_TASK REQUIREMENTS_.
Extract, verbatim, the rows from the line containing "Indicate every instance of the bare" through the line containing "(1278, 341)", including both of those lines.

_SUPPLIED MATERIAL_.

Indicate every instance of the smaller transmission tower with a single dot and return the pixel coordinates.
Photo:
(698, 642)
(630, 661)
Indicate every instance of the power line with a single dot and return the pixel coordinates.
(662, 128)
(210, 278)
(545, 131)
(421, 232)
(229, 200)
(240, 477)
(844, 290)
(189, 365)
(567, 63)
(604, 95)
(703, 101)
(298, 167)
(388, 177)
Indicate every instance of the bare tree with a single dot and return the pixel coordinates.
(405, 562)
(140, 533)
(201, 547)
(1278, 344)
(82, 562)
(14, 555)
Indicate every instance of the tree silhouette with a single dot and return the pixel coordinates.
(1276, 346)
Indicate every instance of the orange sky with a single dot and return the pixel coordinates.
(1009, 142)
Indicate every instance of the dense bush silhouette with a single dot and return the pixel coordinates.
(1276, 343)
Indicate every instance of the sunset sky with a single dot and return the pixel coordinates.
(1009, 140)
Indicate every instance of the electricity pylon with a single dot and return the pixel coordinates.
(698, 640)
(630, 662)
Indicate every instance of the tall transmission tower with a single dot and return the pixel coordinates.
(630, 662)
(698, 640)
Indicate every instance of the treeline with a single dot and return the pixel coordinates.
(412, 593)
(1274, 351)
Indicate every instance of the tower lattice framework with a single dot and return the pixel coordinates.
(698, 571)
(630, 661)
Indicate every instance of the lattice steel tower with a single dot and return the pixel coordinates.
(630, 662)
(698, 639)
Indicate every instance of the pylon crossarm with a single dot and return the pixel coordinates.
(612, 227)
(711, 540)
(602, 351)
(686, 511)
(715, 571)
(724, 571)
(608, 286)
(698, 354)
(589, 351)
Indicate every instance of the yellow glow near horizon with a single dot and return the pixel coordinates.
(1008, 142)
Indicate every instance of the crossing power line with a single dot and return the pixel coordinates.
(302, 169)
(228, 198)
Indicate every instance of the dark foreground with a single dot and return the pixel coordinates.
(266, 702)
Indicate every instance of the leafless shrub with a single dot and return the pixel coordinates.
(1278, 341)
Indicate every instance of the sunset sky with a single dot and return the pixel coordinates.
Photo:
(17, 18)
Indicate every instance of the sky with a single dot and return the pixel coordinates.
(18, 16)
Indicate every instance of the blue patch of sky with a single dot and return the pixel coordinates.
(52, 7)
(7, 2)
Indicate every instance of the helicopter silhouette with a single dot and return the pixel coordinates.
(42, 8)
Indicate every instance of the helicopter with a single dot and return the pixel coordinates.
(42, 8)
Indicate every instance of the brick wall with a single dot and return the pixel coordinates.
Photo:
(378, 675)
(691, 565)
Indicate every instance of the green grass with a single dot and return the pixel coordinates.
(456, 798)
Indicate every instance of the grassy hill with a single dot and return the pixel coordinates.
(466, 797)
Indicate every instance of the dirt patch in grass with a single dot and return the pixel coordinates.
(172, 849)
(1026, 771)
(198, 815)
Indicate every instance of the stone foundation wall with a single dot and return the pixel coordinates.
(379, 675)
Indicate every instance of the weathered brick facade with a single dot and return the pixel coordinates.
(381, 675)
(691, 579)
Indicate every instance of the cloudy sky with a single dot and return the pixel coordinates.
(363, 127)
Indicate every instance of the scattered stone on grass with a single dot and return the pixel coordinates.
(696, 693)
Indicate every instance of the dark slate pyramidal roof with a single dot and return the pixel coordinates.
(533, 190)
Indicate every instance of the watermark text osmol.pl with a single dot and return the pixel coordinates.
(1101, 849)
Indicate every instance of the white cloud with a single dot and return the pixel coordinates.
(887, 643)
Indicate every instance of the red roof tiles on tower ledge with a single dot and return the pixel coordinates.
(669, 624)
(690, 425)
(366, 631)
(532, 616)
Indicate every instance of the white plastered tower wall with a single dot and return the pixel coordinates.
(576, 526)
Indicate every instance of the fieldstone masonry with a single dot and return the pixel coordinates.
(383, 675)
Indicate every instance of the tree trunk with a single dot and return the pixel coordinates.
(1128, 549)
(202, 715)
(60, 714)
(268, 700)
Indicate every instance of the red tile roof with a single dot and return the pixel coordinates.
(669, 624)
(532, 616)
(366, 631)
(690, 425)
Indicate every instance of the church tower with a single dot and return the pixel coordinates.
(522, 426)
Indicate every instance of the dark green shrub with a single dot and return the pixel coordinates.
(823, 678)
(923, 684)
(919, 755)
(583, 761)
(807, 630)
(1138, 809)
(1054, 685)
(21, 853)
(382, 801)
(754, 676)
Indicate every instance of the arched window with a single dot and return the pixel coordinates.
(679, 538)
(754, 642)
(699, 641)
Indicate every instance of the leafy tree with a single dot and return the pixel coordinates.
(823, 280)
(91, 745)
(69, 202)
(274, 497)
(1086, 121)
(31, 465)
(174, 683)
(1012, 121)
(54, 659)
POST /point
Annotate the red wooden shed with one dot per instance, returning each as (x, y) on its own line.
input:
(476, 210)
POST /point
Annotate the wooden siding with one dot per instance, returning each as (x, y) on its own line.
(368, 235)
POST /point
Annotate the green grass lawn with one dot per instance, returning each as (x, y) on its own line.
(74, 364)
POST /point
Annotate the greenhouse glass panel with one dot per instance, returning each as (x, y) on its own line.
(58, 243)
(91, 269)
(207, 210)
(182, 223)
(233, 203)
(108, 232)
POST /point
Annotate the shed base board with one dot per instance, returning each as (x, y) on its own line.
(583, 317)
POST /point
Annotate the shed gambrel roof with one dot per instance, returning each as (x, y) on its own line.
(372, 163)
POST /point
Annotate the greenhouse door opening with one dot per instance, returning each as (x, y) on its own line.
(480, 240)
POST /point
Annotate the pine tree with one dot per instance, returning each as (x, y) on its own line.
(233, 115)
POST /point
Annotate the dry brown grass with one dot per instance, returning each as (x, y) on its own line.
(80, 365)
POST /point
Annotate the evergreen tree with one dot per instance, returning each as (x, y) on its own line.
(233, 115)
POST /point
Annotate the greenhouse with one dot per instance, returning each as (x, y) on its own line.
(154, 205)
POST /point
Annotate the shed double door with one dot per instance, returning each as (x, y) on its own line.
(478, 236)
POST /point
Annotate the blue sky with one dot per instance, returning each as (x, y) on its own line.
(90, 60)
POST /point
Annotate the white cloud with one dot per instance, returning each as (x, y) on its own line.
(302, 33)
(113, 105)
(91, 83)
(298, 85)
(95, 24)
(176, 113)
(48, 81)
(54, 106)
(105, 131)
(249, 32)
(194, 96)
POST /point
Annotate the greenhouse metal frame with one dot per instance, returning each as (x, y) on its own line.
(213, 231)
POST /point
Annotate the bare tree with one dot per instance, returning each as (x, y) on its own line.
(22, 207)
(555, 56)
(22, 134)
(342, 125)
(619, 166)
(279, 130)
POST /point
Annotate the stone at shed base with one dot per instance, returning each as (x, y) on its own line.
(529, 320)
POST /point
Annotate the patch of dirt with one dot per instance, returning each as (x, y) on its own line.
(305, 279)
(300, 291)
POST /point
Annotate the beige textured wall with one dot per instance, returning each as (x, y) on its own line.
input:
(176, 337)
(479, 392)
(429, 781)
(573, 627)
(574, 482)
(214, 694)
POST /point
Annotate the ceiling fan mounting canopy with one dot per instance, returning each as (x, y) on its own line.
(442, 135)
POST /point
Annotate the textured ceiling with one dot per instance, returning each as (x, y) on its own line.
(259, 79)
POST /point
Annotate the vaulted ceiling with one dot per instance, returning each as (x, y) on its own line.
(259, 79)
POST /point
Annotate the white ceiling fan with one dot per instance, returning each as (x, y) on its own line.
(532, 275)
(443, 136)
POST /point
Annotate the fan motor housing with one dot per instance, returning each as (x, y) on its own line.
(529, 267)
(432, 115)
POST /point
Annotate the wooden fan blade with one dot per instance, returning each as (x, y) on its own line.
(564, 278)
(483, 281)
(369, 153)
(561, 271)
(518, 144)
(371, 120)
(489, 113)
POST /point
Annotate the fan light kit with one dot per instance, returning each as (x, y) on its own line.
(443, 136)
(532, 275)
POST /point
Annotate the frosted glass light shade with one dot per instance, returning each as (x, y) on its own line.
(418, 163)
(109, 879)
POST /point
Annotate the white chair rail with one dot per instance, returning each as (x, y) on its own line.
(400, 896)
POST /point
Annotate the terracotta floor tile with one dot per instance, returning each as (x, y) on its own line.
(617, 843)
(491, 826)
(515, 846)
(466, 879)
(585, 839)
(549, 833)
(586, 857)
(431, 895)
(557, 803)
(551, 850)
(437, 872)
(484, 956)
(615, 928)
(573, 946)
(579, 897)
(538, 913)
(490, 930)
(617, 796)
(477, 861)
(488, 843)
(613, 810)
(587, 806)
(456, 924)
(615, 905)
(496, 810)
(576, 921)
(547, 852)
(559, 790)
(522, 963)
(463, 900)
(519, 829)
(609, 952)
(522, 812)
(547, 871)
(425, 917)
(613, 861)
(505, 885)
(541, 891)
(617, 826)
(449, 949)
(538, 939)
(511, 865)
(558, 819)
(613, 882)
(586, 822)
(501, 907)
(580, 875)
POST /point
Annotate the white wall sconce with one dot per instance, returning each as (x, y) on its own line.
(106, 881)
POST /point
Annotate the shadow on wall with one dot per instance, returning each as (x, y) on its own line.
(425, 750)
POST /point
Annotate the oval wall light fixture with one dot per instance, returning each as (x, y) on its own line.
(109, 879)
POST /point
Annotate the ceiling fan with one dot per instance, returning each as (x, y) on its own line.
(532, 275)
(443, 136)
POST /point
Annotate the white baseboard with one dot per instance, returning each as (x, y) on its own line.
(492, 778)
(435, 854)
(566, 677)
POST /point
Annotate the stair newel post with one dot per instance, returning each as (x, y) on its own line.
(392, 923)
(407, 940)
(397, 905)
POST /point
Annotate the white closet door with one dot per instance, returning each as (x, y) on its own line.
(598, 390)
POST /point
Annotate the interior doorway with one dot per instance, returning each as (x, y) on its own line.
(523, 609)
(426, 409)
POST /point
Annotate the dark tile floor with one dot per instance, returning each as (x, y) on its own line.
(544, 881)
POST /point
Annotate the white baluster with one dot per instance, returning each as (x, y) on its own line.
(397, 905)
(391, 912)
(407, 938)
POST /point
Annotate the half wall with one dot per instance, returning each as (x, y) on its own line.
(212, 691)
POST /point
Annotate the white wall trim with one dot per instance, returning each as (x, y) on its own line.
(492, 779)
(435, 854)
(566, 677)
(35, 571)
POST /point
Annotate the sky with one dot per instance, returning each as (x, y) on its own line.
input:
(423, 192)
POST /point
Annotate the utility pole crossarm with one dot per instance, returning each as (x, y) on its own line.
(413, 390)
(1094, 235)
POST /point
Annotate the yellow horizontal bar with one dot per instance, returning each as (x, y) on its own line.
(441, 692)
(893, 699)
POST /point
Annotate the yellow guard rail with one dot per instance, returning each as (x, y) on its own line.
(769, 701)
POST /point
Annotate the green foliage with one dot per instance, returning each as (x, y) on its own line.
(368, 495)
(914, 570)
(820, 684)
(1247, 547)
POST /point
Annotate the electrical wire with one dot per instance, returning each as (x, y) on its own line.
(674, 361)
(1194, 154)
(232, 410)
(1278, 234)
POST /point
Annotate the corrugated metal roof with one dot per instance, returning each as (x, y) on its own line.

_RESULT_.
Indicate every instance of the bare tree with a single dot and return the pixel coordinates.
(405, 562)
(140, 533)
(201, 547)
(1278, 344)
(82, 562)
(14, 555)
Indicate every instance of the tree silhouette with a single dot and return the pixel coordinates.
(1276, 346)
Indicate every instance of the orange sky with a single dot and return the pixel coordinates.
(1009, 142)
Indicate every instance of the dense bush silhouette with a single dot and return the pixel coordinates.
(1276, 343)
Indicate every instance of the sunset sky with a single dot and return the pixel coordinates.
(1009, 140)
Indicate every instance of the electricity pylon with a single dot and return the pixel coordinates.
(698, 640)
(630, 662)
Indicate every instance of the tall transmission tower with a single dot and return the pixel coordinates.
(630, 662)
(698, 640)
Indicate every instance of the treeline with a single dot and return the pixel coordinates.
(412, 593)
(1274, 351)
Indicate every instance of the tower lattice framework with a single dot and return the pixel coordinates.
(698, 571)
(630, 661)
Indicate every instance of the lattice steel tower with a single dot and return the pixel coordinates.
(630, 662)
(698, 639)
Indicate every instance of the pylon crossarm with a single dot and return the pixel coordinates.
(612, 227)
(711, 540)
(602, 351)
(686, 511)
(715, 571)
(724, 571)
(608, 286)
(698, 354)
(589, 351)
Indicate every instance of the yellow glow near horizon with a single dot and return the pixel coordinates.
(1008, 142)
Indicate every instance of the crossing power line with a single dot and return the pixel coordinates.
(302, 169)
(228, 198)
Indicate every instance of the dark foreground with a single dot and return the pixel coordinates.
(266, 702)
Indicate every instance of the leafless shrub with a single dot and return the pixel coordinates.
(1278, 341)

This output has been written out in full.